— START OF EXCERPTED PASSAGE —

The parties argued which state’s law is applicable in this case – the Stephenses claimed Illinois law is applicable; the defendants believed Indiana law applied because the allegedly negligent actions by the businesses occurred in Indiana. The trial court ruled Illinois substantive law is applicable to the collision.

The appeals court based its decision on the multi-step inquiry outlined in Hubbard Manufacturing Co. Inc. v. Greeson, 515 N.E.2d 1071 (Ind. 1987), to determine which state’s law will apply.  

“Because the drivers’ conduct in operating their motor vehicles prior to the collision will be the focus of attention to determine liability, and that conduct was governed by the rules of the road of the state in which the accident occurred, we conclude that the presumption of the lex loci delicti remains significant and is not overcome,” Judge Patricia Riley wrote.

“Moreover, recognizing that the issues presented by Stephens are substantial and not merely remedial or procedural, the conduct must be necessarily governed by Illinois’ Rules of the Road as ‘people do not take the laws of their home state with them when they travel but are subject to the laws of the state in which they act.’ Based on the circumstances before us, we conclude that the place of tort is significant to the action.”

The judges determined that even if they deemed Illinois, as the place of the tort, to be an insignificant contact, an analysis of the additional Hubbard factors would still lead to the decision that Illinois law is applicable.

The case is James K. Melton, Perdue Foods, LLC f/k/a Perdue Farms Incorporated and FPP Business Services, Inc., et al. v. Chad Stephens, Guardian of the Person and Estate of Stacy S. Stephens and Chad Stephens, 14A01-1308-CT-356.

— END OF EXCERPTED PASSAGE —
— START OF SOURCE RECORDS —

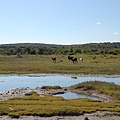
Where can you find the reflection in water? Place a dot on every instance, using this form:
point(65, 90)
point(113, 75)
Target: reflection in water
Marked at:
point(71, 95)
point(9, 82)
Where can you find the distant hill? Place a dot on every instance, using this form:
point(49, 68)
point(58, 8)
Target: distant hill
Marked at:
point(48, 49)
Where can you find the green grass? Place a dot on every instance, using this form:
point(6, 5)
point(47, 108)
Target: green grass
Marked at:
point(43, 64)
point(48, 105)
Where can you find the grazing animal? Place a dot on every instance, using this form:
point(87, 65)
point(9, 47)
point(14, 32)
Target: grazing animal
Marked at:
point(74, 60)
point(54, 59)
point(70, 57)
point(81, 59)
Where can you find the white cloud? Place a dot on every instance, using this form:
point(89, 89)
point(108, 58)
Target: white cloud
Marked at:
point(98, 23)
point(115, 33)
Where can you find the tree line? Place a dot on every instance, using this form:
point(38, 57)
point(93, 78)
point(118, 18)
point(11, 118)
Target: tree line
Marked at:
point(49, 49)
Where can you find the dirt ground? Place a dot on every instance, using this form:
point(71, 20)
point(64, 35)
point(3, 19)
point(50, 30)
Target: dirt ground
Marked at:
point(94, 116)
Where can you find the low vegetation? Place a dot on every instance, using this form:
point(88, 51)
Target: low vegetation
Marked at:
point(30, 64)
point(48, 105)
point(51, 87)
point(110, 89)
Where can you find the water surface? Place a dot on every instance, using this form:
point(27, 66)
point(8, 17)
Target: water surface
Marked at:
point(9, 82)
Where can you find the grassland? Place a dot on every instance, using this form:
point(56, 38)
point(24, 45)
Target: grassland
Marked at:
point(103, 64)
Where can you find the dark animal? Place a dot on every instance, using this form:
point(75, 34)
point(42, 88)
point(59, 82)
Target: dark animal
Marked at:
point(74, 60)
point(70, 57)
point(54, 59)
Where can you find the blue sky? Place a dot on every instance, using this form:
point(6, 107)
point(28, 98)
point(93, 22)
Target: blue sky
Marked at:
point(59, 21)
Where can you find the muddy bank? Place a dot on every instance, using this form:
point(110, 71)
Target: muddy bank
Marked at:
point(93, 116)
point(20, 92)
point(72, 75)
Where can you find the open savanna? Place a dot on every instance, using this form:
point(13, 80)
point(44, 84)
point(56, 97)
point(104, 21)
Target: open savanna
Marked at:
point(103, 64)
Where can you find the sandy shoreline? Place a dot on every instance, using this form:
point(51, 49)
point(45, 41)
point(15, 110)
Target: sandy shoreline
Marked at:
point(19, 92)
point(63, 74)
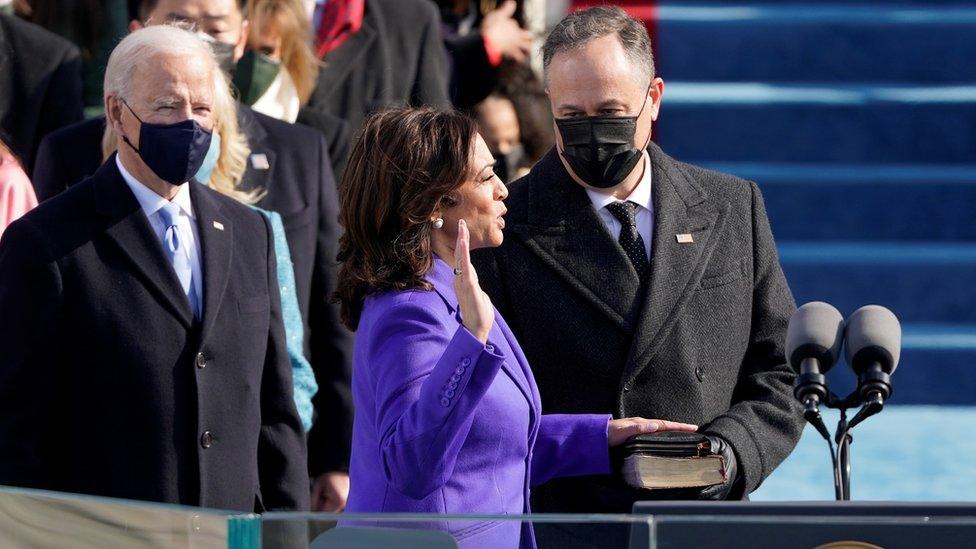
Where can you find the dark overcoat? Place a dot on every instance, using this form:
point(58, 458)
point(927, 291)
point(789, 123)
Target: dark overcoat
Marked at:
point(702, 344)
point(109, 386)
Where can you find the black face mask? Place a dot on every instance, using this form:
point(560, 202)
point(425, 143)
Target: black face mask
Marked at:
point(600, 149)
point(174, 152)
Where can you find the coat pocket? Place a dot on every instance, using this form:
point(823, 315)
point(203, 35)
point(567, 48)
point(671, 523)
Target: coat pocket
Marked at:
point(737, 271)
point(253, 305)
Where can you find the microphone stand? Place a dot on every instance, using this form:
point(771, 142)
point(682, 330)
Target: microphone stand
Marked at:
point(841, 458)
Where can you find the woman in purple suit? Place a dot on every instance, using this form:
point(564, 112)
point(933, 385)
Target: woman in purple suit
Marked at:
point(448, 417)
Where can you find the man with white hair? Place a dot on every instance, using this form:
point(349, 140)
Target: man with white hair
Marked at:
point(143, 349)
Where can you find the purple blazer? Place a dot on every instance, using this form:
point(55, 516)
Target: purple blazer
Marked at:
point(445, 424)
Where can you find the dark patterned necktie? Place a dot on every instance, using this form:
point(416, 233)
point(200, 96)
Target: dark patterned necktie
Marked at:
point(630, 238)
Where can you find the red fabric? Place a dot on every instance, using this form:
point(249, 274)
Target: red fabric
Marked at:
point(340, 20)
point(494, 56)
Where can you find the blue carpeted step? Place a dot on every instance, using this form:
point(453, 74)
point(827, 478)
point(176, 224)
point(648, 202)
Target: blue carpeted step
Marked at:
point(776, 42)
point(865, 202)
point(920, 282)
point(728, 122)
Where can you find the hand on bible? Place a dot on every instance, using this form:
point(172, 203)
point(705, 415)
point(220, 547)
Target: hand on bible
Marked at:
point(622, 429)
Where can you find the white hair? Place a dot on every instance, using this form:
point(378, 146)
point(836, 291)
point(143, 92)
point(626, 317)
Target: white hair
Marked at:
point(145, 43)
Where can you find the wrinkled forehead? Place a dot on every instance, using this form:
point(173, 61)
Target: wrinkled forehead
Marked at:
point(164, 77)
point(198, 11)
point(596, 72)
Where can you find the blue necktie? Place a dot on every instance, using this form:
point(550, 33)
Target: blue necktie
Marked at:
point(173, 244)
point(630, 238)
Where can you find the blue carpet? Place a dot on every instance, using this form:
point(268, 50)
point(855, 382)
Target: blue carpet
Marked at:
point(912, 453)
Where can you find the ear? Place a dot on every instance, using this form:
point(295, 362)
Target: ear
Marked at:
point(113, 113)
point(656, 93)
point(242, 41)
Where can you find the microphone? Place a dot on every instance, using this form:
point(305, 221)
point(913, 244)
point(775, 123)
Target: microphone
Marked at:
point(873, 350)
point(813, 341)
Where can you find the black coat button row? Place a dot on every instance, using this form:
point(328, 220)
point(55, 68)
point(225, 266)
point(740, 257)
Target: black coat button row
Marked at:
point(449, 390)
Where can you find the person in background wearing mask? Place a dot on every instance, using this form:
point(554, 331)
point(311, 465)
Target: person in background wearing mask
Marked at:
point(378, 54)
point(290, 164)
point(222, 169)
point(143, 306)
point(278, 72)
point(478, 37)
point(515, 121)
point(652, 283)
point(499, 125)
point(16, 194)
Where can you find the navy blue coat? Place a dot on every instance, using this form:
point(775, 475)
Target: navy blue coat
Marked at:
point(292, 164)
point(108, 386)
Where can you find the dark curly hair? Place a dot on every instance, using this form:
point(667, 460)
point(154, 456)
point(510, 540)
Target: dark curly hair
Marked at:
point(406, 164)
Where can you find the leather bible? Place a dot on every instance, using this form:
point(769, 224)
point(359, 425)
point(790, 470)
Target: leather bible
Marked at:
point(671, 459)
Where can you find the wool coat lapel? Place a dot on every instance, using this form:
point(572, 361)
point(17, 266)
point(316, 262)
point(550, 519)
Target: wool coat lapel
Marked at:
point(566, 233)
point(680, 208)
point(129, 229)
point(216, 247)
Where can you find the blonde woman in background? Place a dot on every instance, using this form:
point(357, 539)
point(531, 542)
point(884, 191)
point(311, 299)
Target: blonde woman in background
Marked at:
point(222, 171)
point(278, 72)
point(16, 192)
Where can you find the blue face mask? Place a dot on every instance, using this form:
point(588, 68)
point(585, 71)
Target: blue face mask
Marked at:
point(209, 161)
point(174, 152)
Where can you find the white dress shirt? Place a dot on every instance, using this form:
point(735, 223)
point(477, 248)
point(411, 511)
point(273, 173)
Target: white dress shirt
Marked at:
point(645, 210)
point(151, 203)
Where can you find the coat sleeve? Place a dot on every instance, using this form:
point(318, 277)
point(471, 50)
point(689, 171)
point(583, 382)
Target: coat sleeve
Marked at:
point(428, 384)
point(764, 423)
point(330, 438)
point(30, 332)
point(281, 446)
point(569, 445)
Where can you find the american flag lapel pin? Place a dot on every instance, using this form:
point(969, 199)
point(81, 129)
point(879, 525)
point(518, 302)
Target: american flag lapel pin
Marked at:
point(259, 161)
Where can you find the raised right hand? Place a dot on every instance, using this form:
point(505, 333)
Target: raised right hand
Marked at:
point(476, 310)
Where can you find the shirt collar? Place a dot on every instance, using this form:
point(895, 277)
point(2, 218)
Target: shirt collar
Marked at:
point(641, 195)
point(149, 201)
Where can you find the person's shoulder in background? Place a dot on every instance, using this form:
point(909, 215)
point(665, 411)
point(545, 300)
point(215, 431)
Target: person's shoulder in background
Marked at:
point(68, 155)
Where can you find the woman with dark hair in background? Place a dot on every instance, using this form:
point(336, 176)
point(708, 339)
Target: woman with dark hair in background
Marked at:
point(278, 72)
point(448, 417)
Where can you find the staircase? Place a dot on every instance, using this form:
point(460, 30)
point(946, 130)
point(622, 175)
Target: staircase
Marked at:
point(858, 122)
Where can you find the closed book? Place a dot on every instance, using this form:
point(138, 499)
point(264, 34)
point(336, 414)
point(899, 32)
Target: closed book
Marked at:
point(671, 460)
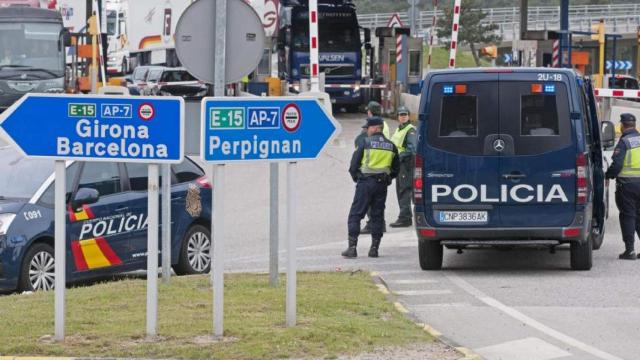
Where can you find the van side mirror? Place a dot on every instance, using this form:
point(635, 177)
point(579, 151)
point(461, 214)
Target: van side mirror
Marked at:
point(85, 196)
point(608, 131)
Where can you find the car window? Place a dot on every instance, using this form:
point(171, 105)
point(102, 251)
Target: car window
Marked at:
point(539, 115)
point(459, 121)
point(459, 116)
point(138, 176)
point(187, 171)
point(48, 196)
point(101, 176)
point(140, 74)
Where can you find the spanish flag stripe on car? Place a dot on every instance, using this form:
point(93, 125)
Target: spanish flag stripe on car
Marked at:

— END OF SOURCE RECORDS —
— START OF SOURCE RECORDS —

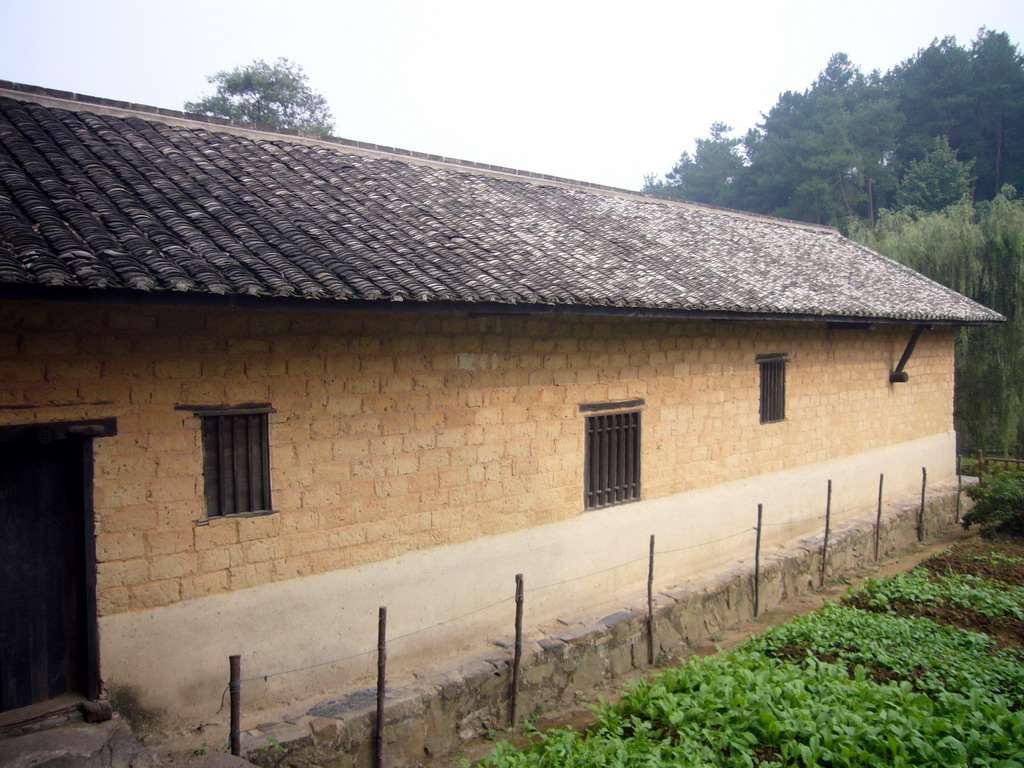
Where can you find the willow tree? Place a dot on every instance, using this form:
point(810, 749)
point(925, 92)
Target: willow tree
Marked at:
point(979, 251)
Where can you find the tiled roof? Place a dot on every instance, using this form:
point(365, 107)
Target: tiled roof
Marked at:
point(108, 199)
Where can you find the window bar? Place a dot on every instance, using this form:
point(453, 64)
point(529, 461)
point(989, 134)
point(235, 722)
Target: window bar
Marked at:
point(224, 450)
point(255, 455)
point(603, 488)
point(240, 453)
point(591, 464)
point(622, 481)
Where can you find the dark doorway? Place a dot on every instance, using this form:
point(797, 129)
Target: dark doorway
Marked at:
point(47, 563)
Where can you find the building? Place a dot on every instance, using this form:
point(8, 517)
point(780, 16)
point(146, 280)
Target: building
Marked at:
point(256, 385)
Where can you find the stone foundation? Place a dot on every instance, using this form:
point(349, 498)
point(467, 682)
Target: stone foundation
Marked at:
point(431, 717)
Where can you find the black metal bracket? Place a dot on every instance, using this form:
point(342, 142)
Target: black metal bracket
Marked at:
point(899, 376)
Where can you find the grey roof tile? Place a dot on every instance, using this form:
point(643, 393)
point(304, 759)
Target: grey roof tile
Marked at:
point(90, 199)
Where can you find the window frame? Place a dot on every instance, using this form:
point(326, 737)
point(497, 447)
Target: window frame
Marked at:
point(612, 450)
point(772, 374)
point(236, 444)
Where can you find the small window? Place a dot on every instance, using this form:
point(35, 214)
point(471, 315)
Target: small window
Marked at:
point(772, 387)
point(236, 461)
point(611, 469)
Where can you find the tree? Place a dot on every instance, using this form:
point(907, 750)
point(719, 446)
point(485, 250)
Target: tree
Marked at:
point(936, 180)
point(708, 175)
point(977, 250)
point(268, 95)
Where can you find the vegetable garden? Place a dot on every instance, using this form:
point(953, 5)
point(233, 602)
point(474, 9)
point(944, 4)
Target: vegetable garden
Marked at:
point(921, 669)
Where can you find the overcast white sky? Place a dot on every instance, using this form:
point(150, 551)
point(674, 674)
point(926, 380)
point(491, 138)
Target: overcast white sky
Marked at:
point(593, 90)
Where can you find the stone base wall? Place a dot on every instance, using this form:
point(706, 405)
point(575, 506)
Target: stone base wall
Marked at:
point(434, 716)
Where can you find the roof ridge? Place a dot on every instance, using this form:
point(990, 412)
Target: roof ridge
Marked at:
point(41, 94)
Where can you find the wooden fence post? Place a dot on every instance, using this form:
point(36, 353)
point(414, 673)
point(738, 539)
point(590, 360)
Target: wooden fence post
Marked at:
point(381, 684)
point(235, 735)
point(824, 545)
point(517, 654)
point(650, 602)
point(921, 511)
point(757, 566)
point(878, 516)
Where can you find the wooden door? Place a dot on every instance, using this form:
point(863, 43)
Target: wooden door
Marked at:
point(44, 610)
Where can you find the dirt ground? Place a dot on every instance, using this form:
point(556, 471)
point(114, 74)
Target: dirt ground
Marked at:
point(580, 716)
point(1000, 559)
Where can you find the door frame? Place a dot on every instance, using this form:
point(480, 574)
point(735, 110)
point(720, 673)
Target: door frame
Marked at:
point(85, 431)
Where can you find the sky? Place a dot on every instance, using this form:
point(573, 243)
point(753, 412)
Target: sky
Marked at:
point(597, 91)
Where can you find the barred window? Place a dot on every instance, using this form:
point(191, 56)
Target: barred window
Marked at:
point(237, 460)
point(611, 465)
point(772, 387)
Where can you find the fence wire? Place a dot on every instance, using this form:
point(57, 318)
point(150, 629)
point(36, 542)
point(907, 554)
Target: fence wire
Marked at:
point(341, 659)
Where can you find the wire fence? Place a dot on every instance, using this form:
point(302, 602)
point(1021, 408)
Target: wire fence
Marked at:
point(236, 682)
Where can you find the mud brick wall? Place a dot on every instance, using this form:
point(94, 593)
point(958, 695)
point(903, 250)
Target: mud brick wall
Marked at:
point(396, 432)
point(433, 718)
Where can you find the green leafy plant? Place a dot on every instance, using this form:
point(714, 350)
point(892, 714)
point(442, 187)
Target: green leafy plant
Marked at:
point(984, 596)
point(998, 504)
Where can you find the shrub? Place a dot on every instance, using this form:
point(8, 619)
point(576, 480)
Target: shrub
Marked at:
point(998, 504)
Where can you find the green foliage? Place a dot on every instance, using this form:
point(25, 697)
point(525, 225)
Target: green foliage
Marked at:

— END OF SOURCE RECORDS —
— START OF SOURCE RECORDS —

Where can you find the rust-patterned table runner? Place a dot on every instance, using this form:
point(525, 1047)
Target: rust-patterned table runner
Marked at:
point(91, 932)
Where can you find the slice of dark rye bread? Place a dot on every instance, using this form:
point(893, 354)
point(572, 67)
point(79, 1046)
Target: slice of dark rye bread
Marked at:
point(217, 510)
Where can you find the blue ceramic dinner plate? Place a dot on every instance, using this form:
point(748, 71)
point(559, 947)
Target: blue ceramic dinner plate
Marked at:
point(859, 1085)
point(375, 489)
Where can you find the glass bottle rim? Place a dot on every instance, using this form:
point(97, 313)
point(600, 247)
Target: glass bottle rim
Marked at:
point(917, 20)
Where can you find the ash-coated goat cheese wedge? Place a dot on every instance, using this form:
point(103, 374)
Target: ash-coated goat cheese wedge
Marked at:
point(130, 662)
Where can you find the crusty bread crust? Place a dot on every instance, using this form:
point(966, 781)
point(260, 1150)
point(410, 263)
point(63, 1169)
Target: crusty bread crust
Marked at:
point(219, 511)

— END OF SOURCE RECORDS —

--- WHAT IS ASKED ---
- A) Set down, word for word, the part of the court ruling excerpt that opens with the words containing "The appeals court" and closes with "law will apply.".
- B) Pull out of the listing, unchanged, the part that opens with the line containing "Where can you find the navy" and closes with the line containing "point(108, 386)", with both of those lines included.

--- ANSWERS FOR THE TASKS ---
- A)
The appeals court based its decision on the multi-step inquiry outlined in Hubbard Manufacturing Co. Inc. v. Greeson, 515 N.E.2d 1071 (Ind. 1987), to determine which state’s law will apply.

- B)
Where can you find the navy blue coat? Place a dot on every instance, using this form:
point(775, 475)
Target: navy blue coat
Marked at:
point(292, 164)
point(108, 386)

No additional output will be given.